◆ PASSAGE FOR REVIEW:
'''
It may be late summer, but it’s never too late for ice cream, in our humble opinion. What’s even better is when the ice cream loves you back – and for clients with lactose-intolerance or dairy protein sensitivity, or those who just want a healthier option, this is a recipe for you.

Oh, and for those of you who remember Smucker’s Magic Shell – you can have your own chocolate syrup that transforms into a crispy topping. Ready, set, let’s make!

Ingredients

1.5 bananas (ripe bananas are sweeter)

1/4 cup cashews

1/2 tbsp of maple syrup (optional)

3/4 ounce of chocolate (a few squares, depending on the brand)

Dash of sea salt

Instructions

Peel the ripe bananas and stick them in a bag and into the freezer. It will take about 12 hours for it to fully freeze, so this will either have to be planned in advance or keep a nice stock of peeled bananas for when the craving strikes. Stick chocolate pieces in a double boiler to melt down. When the bananas are frozen, put them into the blender along with cashews, and maple syrup. Blend until smooth, crystalline consistency. Transfer to a bowl and carefully pour melted chocolate on top. Sprinkle a dash of sea salt and enjoy this decadent dessert!

In the Client Spotlight

client spotlight of recognition

“I was a little nervous that maybe you wouldn’t be very patient or understanding if I struggled with making some of the changes to my diet and lifestyle. Luckily, that hasn’t been the case at all!

  • I have lost weight
  • I have improved my body composition
  • I have not had any more kidney stones *knock on wood*

I don’t dread seeing you like I would dread going to the doctor. You’re very friendly and easy to talk to! You’re extremely knowledgeable and I like that you give me background information about the foods. The recipes you give me are always quick, easy, and yummy! You’re also very understanding if I struggle with a certain area and try to come up with new ways to approach it that might work better for me. You’re also interested in aspects of my life outside of food.”

Results:

  • I’m trying all kinds of new foods and recipes!
  • I’m doing a better job at seeing connections between the foods I eat and how I feel after eating them
  • I’m more conscious of food labels. Even though something might look healthy or be vegan it might actually be loaded with sugar, etc.
  • I’m better about getting in bed early.
  • I’m doing a better job at handling skepticism about my vegan diet from others.
  • I’m more informed about a variety of issues such as GMOs and political intervention in the food industry
  • I have developed new methods of handling my stress.
'''
◆ PROBLEMS AND TASKS:
[1] Name every ingredient in the ingredient list of the banana ice cream recipe, with the amount given for each.
[2] Pick up the banana ice cream recipe page after its final line and keep writing.

◆ EXTRACTED DATA:
'''
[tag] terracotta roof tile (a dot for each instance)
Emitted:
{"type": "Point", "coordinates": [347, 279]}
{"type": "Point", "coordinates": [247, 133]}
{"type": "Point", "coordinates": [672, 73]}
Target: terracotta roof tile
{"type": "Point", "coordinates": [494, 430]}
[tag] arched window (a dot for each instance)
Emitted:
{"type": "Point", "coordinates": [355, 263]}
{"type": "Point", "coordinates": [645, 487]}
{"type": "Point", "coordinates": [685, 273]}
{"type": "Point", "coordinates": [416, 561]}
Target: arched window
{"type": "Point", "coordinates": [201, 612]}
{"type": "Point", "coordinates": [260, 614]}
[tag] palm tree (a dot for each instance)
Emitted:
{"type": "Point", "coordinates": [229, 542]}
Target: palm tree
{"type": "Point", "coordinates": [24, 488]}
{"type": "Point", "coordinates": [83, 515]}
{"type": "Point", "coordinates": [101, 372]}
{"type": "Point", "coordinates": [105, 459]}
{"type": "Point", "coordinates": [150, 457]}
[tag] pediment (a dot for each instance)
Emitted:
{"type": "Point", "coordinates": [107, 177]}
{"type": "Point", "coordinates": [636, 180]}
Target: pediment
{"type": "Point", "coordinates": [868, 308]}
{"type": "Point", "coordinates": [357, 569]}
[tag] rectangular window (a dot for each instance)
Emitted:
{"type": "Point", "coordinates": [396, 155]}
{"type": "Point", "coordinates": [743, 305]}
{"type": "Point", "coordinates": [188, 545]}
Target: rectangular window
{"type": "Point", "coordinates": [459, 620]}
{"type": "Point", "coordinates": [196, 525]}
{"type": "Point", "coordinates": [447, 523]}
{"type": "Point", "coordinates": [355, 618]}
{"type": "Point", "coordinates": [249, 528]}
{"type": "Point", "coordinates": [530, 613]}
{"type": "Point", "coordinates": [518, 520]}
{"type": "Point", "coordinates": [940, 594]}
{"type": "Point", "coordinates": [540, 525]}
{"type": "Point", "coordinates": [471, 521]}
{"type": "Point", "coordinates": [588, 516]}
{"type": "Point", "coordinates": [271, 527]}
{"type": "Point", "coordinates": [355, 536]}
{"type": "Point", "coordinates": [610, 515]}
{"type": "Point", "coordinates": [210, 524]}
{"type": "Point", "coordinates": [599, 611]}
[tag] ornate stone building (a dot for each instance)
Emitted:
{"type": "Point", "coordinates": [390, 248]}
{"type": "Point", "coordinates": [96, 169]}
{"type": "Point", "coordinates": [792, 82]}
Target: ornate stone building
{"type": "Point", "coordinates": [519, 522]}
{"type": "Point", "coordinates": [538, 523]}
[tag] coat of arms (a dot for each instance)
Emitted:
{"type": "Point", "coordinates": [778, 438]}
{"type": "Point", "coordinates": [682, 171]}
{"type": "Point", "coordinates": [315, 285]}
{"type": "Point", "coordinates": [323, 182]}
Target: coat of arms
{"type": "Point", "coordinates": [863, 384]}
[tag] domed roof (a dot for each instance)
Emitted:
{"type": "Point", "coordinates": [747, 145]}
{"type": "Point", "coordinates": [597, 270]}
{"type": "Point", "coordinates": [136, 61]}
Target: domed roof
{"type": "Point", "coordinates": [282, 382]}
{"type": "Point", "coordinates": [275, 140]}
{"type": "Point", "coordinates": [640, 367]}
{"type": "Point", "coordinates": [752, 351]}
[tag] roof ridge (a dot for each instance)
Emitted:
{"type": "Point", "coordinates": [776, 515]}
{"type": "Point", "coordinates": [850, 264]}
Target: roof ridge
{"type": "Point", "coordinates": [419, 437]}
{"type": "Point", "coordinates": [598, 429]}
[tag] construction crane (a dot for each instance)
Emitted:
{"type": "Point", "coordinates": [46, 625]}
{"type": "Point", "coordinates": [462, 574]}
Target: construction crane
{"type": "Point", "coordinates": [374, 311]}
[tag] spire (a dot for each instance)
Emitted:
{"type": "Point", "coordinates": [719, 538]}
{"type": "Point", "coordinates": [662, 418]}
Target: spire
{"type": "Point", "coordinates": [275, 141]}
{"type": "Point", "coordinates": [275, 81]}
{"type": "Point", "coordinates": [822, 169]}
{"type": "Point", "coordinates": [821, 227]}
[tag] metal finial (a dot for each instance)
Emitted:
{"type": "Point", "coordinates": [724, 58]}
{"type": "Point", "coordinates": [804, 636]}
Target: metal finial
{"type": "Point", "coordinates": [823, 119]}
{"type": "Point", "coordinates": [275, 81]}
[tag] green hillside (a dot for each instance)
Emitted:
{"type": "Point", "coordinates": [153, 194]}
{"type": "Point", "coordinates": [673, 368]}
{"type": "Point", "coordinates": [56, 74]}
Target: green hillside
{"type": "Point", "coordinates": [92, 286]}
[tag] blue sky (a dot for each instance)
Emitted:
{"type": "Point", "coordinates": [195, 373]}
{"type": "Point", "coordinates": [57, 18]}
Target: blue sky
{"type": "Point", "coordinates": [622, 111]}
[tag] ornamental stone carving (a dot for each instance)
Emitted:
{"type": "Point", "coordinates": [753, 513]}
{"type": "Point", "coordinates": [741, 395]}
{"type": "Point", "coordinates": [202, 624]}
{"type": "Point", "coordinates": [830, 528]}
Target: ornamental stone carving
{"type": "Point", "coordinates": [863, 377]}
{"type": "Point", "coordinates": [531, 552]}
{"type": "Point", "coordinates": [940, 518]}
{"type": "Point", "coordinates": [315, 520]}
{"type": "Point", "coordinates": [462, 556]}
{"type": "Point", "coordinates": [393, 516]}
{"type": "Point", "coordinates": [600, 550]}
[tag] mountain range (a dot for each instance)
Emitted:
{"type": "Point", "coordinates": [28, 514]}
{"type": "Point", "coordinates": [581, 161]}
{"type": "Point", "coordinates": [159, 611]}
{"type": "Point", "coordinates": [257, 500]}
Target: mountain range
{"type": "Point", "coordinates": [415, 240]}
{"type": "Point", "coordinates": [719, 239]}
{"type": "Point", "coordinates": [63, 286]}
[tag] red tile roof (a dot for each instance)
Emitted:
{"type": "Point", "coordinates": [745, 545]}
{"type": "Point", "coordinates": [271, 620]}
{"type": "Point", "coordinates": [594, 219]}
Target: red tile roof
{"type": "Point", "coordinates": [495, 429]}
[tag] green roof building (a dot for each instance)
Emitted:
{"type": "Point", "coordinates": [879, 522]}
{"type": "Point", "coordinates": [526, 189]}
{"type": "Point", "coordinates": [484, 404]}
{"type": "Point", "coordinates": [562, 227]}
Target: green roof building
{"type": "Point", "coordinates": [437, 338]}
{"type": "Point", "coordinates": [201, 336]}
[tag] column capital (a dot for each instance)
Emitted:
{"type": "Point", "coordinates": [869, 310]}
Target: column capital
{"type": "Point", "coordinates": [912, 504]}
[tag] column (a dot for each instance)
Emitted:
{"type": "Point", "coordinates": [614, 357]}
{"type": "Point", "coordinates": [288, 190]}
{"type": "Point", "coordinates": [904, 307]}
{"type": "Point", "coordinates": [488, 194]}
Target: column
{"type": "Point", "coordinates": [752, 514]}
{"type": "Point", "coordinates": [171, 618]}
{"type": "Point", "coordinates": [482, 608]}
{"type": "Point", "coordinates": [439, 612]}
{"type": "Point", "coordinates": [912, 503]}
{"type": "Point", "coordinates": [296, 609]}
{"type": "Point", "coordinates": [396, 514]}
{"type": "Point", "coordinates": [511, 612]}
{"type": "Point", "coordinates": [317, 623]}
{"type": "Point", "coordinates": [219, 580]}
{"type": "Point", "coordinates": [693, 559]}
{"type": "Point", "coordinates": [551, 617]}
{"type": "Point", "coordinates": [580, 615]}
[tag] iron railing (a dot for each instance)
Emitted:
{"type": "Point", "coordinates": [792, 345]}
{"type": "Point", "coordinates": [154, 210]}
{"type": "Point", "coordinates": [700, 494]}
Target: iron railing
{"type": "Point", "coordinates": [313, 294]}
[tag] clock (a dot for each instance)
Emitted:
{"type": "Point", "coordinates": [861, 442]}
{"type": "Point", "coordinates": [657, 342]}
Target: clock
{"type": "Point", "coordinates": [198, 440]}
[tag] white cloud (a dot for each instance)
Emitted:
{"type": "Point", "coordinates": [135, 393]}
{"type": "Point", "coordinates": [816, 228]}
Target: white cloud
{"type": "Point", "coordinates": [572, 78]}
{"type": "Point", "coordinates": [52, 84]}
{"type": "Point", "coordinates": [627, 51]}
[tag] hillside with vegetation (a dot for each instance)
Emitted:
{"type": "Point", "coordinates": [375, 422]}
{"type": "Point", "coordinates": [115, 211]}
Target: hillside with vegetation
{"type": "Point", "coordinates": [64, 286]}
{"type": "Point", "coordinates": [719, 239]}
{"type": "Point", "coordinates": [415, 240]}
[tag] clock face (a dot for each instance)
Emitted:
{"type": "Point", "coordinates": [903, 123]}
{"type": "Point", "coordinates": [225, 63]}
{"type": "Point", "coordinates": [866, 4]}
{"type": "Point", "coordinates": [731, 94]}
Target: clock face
'''
◆ RESPONSES PER TASK:
[1]
1.5 bananas
1/4 cup cashews
1/2 tbsp of maple syrup (optional)
3/4 ounce of chocolate
Dash of sea salt

[2]
“I think many people are uninformed or misinformed about nutrition. Obviously, many people struggle with weight. I’ve been spending more time at the hospital recently because of my kidney stones and I’m always surprised by how many people are there. It definitely makes me wonder if some of their issues could have been prevented/improved by making different dietary choices. I think many lives could be improved by seeing a dietitian rather than just automatically turning to medication or just accepting their situation and not doing anything at all.

I would recommend YOU in particular because I think you’re really fun, knowledgeable, down-to-earth, and you really care about your clients!

If they [people] allow themselves to be open to new experiences and are receptive to your advice then this can really be life-changing! This is a great way to invest in yourself – this experience has really added a lot of value to my life!

You’re just all-around awesome and I’ve really enjoyed working with you!”

H.R., Foundations of Health Graduate


Update:

We followed up with this amazing client and our work together from two years ago. Here’s what she wrote:

“I’m happy to report that I still haven’t had any more kidney stone incidents and rarely get sick anymore! I think both are mainly attributable to my healthier eating habits so I’m very thankful for you helping me find my way with that :)”

She has really made our work together the foundation of her life and is reaping the benefits, years later. This is a beautiful part of our mission of empowering others to live at a higher level. We are grateful for the trust you put in us and the process.

Are you Kind?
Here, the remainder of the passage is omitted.